_出典:_
------------------------------------------------------------
深海のカンパネルラ 公演情報 空想組曲「深海のカンパネルラ」の観てきた!クチコミとコメント

  • 満足度★★★

    こわい話
    前半の方が面白く感じた。「銀河鉄道の夜」は未読。

    ネタバレBOX

    学生のりく(多田直人)の友人・けんじ(篤海)が溺死し、りくはショックで精神異常をきたし、けんじからもらった小説「銀河鉄道の夜」の世界へ、自身やけんじの存在を妄想するようになる。りくの妄想は、現実の記憶とは離れ、けんじの存在も見失いかけるが、先生・宮沢賢治(中田顕史郎)の話などから、記憶のけんじを呼び戻し、その死の悲しみを乗り越える。

    序盤から、不穏な空気がつきまとう感覚。徐々に、りくの異常な精神状態や過去の友人関係などが明らかになるほど、空気がさらに濃く深くなる。ひみか(川田希)の姉としての心配とか、みかげ(渡邊とかげ)の告白とか、たくみ(二瓶拓也)との決別とかのからみも、話を引き立てまくる。特に、いじめっ子の柴実(石黒圭一郎)は、その嫌な感じがウマい。けんじ死亡の原因というからませ方と、ひみかに土下座されてりくに会いにくる(本人も本当は来たかったのか)ってのも、物語にいい感じに作用してた。
------------------------------------------------------------
_記録の抜粋:_
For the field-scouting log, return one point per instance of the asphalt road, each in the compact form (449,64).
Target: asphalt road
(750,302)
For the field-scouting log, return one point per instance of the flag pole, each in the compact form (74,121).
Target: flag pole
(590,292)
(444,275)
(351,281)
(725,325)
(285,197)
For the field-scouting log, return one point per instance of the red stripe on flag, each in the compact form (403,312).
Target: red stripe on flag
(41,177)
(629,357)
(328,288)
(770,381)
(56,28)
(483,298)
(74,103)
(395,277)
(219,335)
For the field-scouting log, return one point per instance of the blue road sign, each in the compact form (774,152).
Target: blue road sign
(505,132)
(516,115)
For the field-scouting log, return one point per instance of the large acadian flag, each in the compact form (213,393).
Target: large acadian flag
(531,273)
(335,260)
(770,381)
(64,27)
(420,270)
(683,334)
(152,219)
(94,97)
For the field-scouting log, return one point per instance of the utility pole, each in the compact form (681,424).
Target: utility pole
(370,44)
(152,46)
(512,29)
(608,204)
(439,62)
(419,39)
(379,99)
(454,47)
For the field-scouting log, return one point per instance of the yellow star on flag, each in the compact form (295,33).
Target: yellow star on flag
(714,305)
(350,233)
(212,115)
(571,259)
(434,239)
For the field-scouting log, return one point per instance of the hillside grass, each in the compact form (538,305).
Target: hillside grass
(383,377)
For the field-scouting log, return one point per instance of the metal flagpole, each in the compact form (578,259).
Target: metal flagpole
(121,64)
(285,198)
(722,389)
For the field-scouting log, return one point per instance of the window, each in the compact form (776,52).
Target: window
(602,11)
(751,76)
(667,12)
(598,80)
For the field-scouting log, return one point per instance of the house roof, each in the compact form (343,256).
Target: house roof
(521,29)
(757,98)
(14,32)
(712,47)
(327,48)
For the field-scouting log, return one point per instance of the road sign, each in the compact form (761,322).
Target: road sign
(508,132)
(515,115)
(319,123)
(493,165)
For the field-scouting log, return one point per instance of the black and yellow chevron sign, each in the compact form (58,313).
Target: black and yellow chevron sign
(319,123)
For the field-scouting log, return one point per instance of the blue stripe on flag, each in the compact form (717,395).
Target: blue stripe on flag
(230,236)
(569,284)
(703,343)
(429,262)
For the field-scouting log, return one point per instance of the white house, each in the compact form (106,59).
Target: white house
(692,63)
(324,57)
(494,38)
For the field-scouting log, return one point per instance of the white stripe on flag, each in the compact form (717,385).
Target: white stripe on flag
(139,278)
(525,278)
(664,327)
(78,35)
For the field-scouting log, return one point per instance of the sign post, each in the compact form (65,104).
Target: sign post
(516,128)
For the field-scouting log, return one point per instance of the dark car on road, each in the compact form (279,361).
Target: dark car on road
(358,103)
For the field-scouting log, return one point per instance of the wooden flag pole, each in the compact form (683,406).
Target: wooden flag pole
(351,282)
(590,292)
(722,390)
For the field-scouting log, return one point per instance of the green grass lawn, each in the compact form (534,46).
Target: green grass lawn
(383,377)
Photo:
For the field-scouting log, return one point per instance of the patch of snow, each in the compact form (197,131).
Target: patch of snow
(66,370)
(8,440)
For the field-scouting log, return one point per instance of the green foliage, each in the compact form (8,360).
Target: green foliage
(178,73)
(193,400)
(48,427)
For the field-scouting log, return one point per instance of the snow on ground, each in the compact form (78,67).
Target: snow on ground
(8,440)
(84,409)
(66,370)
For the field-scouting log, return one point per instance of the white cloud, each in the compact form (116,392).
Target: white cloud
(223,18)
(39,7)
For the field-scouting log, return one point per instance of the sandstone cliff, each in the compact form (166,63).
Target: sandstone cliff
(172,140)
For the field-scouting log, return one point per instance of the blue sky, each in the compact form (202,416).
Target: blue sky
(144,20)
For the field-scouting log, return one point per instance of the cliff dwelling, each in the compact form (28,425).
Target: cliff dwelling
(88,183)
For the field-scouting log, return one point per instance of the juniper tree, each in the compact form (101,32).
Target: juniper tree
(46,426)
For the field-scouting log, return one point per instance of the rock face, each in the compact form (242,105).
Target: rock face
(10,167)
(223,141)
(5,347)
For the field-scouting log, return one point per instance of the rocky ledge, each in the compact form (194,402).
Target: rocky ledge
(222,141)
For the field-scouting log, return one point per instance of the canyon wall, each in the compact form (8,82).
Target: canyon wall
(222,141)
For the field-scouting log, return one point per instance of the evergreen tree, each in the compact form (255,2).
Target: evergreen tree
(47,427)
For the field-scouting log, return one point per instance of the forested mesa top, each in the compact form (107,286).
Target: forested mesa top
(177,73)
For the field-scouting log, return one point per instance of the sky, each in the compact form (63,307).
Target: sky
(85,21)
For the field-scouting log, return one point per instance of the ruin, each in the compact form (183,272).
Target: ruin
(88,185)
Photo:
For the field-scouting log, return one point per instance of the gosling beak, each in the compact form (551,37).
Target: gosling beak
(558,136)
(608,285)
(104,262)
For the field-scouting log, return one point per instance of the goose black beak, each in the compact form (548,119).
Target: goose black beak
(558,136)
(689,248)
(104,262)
------------------------------------------------------------
_課題と練習:_
A. 上の観劇レビューを二文にまとめよ。
B. 観劇レビューを、最後の文のあとから書き継げ。

_練習の結果:_
A. 空想組曲「深海のカンパネルラ」について、評者は満足度を星三つとし、前半の方が面白く感じたと述べている。物語は、友人けんじの溺死で精神に異常をきたしたりくが「銀河鉄道の夜」の世界を妄想し、先生・宮沢賢治の話などから記憶のけんじを呼び戻して死の悲しみを乗り越える筋で、不穏な空気が次第に濃く深くなる展開や周囲の人物とのからみ、特にいじめっ子の柴実の嫌な感じのうまさが評価されている。

B.
    基本暗い話の中で、魚心先生ほかを演じた(小玉久仁子)のパンチの利いたキャラがほっとさせる。しかも、ただ笑わせるだけでなく、スーパーのパートのおばちゃんとして、アドバイスし、りくの固くなった心を緩める。ひとのことはわからないとかね。まあ、単純に、魚座の女王は面白かった。

    終盤、けんじの死を受け入れたりくの心が開かれるように、舞台の可動セットも動き、開放感のある舞台面に。そこで交わされる、在りし日の友情。りくとけんじはそれぞれの世界へ足を進めてエンド。ただ、前半の(個人的な)盛り上がりに比して、グッとこなかったなと感じた。決して悪くないんだけど。

    こわい話。理不尽な悲劇を受け止めざるを得ない時、どうそれを乗り越えるのか。その時そばに誰かいることの大切さ。そばに何人もいてくれたりくは、「上等」なんだと思った。

    「死に意味をもたせる自分」ってセリフが気に入った。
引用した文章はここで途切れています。